(Labeled-object pointing entries)

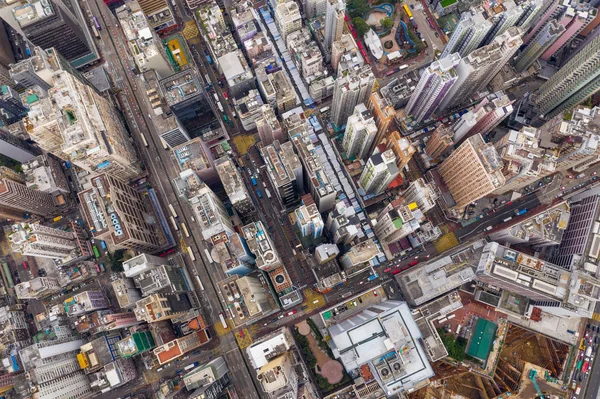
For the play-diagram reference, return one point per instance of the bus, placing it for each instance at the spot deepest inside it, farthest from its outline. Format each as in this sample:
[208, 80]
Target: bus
[191, 253]
[144, 141]
[200, 283]
[208, 255]
[172, 211]
[174, 223]
[223, 322]
[184, 228]
[96, 24]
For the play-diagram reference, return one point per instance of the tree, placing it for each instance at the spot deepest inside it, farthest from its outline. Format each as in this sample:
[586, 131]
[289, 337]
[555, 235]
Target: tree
[358, 8]
[361, 26]
[386, 23]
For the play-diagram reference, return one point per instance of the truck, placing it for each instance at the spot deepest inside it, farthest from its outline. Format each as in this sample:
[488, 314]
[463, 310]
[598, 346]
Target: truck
[190, 366]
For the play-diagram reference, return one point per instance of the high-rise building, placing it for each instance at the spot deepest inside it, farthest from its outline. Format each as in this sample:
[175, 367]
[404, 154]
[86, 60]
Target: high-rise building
[268, 126]
[575, 81]
[51, 24]
[37, 240]
[209, 380]
[492, 110]
[360, 132]
[384, 114]
[234, 186]
[398, 362]
[421, 193]
[503, 20]
[165, 306]
[261, 246]
[573, 142]
[317, 182]
[38, 288]
[401, 147]
[12, 109]
[17, 200]
[126, 292]
[117, 214]
[163, 278]
[477, 69]
[85, 302]
[578, 249]
[141, 263]
[232, 253]
[573, 21]
[541, 227]
[468, 33]
[186, 97]
[284, 171]
[45, 173]
[440, 142]
[159, 14]
[472, 171]
[309, 220]
[287, 18]
[433, 87]
[345, 45]
[209, 211]
[547, 286]
[351, 88]
[380, 170]
[73, 121]
[539, 44]
[525, 161]
[334, 22]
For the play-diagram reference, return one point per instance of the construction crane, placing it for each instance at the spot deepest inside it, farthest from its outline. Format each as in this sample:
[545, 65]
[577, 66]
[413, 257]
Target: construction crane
[532, 375]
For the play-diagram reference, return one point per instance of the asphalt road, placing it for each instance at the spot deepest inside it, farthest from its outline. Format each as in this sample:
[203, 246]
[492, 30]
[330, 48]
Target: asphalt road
[494, 219]
[161, 171]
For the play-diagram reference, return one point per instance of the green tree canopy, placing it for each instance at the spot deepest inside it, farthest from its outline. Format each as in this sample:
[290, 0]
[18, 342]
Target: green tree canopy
[361, 26]
[386, 23]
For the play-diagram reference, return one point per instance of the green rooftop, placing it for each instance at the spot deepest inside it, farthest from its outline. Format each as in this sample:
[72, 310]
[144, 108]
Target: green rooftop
[482, 339]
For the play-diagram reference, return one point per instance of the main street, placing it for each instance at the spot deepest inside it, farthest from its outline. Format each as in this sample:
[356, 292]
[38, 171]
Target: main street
[161, 172]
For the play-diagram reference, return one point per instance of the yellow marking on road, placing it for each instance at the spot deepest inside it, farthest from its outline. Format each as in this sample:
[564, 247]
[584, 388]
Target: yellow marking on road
[446, 242]
[311, 297]
[190, 30]
[243, 338]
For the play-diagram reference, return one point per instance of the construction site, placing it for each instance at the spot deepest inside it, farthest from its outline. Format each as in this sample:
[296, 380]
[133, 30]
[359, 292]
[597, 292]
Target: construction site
[529, 364]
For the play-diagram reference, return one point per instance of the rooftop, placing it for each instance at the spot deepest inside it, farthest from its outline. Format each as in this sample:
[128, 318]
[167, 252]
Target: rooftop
[386, 338]
[440, 275]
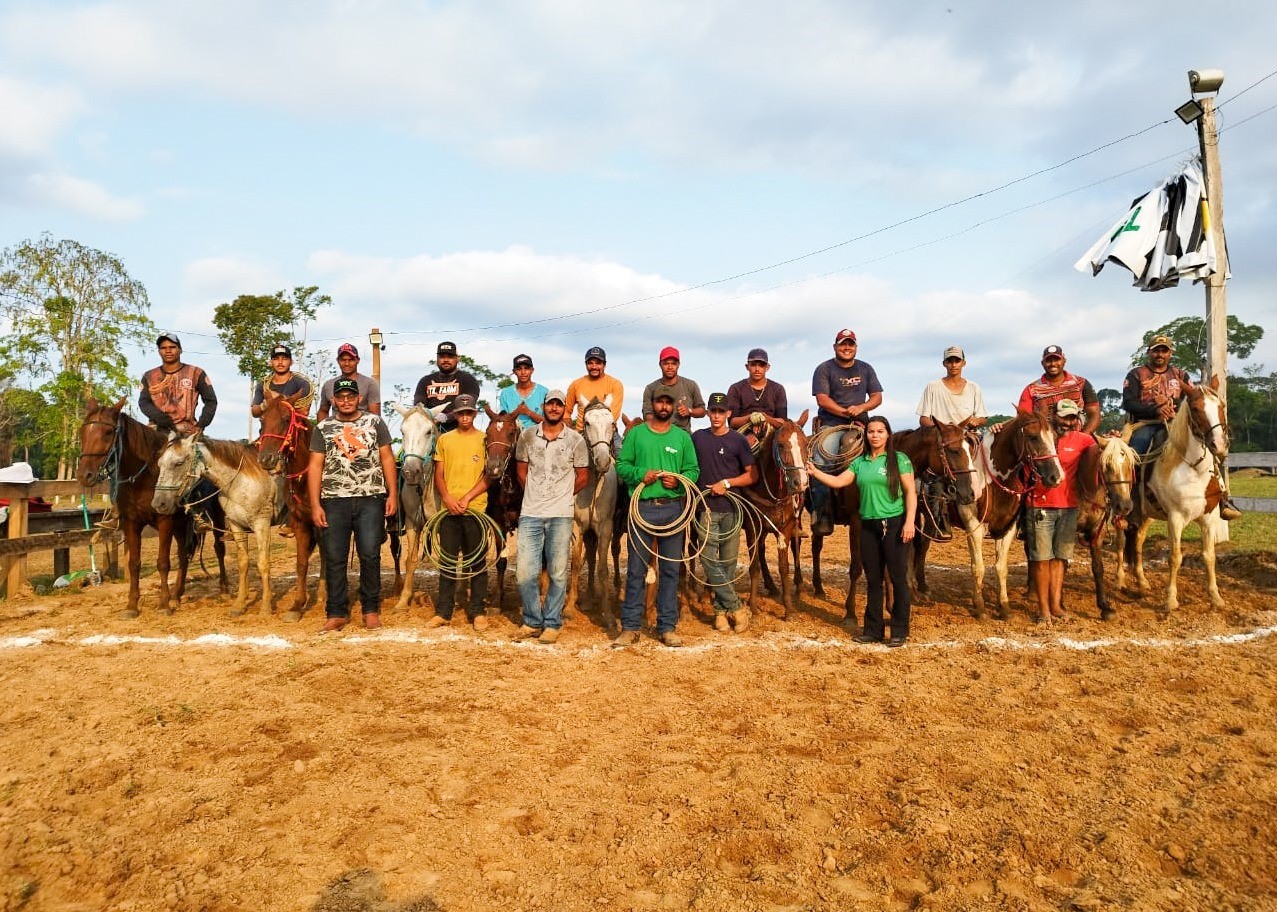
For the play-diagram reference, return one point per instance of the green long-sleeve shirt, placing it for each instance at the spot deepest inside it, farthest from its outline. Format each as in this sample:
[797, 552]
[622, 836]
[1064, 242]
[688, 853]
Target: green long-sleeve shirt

Exercise brief:
Without the pictures, copy the material exactly as given.

Result of this exercise:
For the play-diagram reference, return one point per instance of the bus, placing it for each instance at the spot deepest inside it, farthest from its outline. Format each as in this sample:
[208, 80]
Target: bus
[191, 253]
[144, 141]
[200, 283]
[208, 255]
[172, 211]
[174, 223]
[223, 322]
[184, 228]
[96, 24]
For the play-diagram reference, return one point per instance of the tree, placing it for each instance at the spot deepest inside it, farthest from its outline. Format each as in this sample:
[586, 131]
[289, 337]
[555, 235]
Target: tree
[358, 8]
[361, 26]
[386, 23]
For the play-diagram reference, return one point per instance of the truck, placing it for each instance at the spot deepest inside it, farthest from its outline. Format each as in this sample:
[488, 314]
[463, 310]
[598, 346]
Target: truck
[190, 366]
For the play-diagram reference, return one point per instance of the high-rise building, placing it for each instance at the spot deepest inside it, farthest from its outline. Format each as in this sample:
[175, 367]
[404, 154]
[86, 60]
Target: high-rise building
[268, 126]
[575, 81]
[51, 24]
[37, 240]
[209, 380]
[492, 110]
[360, 132]
[384, 114]
[234, 186]
[398, 362]
[421, 193]
[503, 20]
[165, 306]
[261, 246]
[573, 142]
[317, 182]
[38, 288]
[401, 147]
[12, 109]
[17, 200]
[126, 292]
[117, 214]
[163, 278]
[477, 69]
[85, 302]
[578, 249]
[141, 263]
[232, 253]
[573, 21]
[541, 227]
[468, 33]
[186, 97]
[284, 171]
[45, 173]
[440, 142]
[159, 14]
[472, 171]
[309, 220]
[287, 18]
[433, 87]
[345, 45]
[209, 211]
[547, 286]
[351, 88]
[380, 170]
[73, 121]
[539, 44]
[525, 161]
[334, 22]
For the play-diagram reference, return one point per instance of the construction crane, placing it for each instance at the spot deepest inside it, farthest from its outline. Format each as in this sample:
[545, 65]
[577, 66]
[413, 257]
Target: construction crane
[532, 375]
For the play-diagram reference, return one point per instance of the asphalt road, placing it for each instance at the spot deepest inside it, farthest from its outline. Format each as in this sample:
[203, 246]
[492, 30]
[330, 48]
Target: asphalt road
[494, 219]
[161, 171]
For the play-diagram reference, return one point per instance of the green tree canopy, placing it for each instance at the spot deepest inside it, farthest from its outline. Format each as in this sample:
[290, 0]
[18, 342]
Target: green tree canopy
[361, 26]
[386, 23]
For the play-diagram reference, return one point per instance of the green rooftop, placing it for each instance at the spot deepest inside it, farthest from its outline. Format each as in this sample:
[72, 310]
[144, 108]
Target: green rooftop
[482, 339]
For the play-diagram reference, return one point per instance of the main street, placing it for each instance at the spot deepest inside it, farthest from its outline. Format each as in this sample:
[356, 292]
[38, 171]
Target: main street
[161, 172]
For the play-diagram reference, return one point per instance of the yellow marking on road, placing it for each instance at the spot deepest inside it, farthest from its outline. Format each as in this sample:
[564, 247]
[584, 388]
Target: yellow marking on road
[446, 242]
[311, 297]
[190, 30]
[243, 338]
For the play-diagram reference, return one point per instance of the construction site, placing it for each instance at the spot deepest inside it, farthest from its outline. Format each as in this sample:
[296, 380]
[133, 30]
[359, 292]
[597, 292]
Target: construction site
[529, 364]
For the play-diagram reference, return one point per instance of the rooftop, placing it for each instance at the spot deepest inside it, farthest from its outline. Format each as in this sample:
[128, 318]
[167, 252]
Target: rooftop
[386, 338]
[440, 275]
For the play-diagram reference, return one point per instance of the green long-sleeve shirt, placing it for each instance at the spot deepest inside it, farthest from its outline. Format each as in this sample:
[797, 552]
[622, 836]
[1064, 242]
[688, 853]
Target: green long-sleeve shirt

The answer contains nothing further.